● WHAT IS ASKED
Report every line in the entries below that contains the string "cave", copying each such line in full. The match is case-sensitive.

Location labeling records

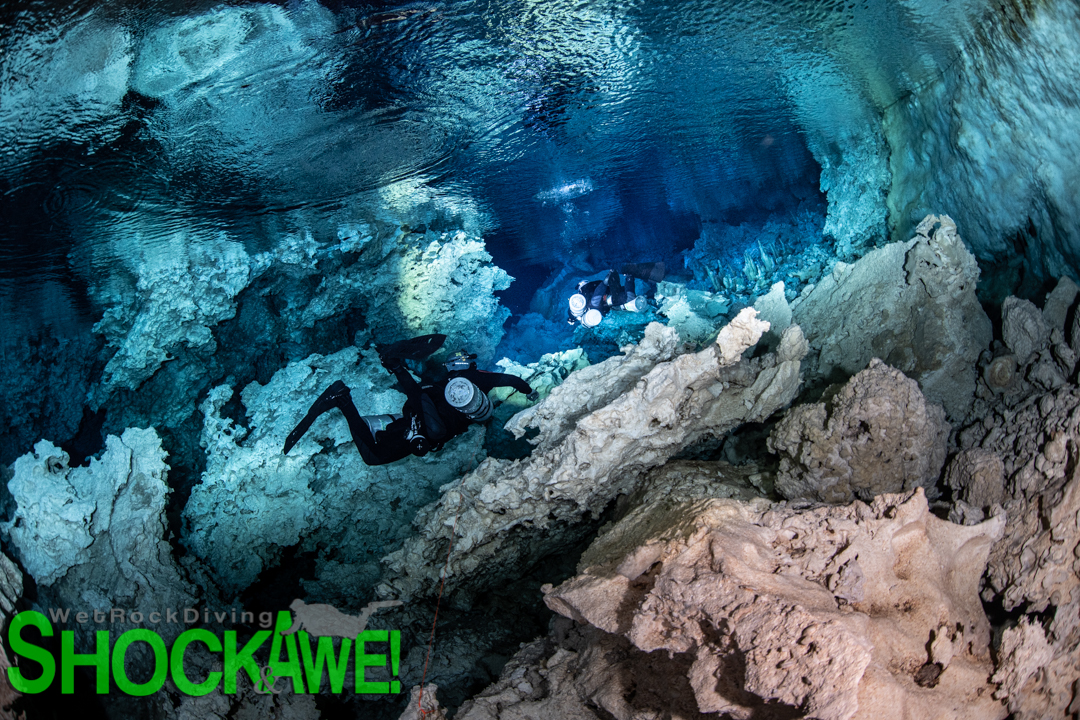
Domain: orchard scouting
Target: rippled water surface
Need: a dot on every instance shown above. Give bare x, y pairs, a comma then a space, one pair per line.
569, 125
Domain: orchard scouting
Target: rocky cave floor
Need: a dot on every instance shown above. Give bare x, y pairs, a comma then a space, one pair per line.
713, 525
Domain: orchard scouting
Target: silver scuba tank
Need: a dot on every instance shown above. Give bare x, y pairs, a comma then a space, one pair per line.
468, 399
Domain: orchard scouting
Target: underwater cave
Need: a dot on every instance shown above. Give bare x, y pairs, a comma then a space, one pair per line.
810, 450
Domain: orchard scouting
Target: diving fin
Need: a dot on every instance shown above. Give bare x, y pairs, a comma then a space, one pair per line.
323, 403
652, 272
416, 349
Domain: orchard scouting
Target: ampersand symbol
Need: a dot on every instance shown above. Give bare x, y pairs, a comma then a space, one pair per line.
267, 681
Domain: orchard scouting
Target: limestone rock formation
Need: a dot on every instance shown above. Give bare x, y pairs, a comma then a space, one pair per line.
862, 611
696, 314
991, 138
1023, 328
441, 283
177, 299
913, 304
1022, 449
601, 431
254, 501
93, 538
876, 435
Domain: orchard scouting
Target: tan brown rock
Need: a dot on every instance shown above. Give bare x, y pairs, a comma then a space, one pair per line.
877, 434
863, 611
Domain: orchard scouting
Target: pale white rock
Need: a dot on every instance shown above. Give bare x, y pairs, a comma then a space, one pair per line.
913, 304
601, 432
876, 435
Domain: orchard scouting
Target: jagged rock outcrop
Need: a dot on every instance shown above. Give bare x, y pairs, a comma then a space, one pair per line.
862, 611
696, 314
441, 283
93, 538
1023, 450
178, 296
991, 137
601, 431
913, 304
254, 501
876, 435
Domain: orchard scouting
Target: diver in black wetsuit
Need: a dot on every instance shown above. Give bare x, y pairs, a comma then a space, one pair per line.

● OUTPUT BELOW
Target: rocky cave floor
Target: underwater cave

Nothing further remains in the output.